_RECORD LIST_
..............................

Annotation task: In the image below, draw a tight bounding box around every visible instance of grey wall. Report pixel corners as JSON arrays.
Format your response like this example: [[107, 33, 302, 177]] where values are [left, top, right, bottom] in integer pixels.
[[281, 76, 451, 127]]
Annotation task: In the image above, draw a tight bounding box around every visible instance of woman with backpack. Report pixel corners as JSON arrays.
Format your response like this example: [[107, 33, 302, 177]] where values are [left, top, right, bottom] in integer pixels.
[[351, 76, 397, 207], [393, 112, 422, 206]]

..............................

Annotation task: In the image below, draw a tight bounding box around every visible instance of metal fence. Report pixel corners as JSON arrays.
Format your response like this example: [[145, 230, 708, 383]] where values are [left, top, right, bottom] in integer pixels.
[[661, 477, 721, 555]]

..............................

_WHAT TO DO_
How many lines in the entries above contain the word "every"? Reply with the count alone.

_ANSWER TO THIS PROBLEM_
3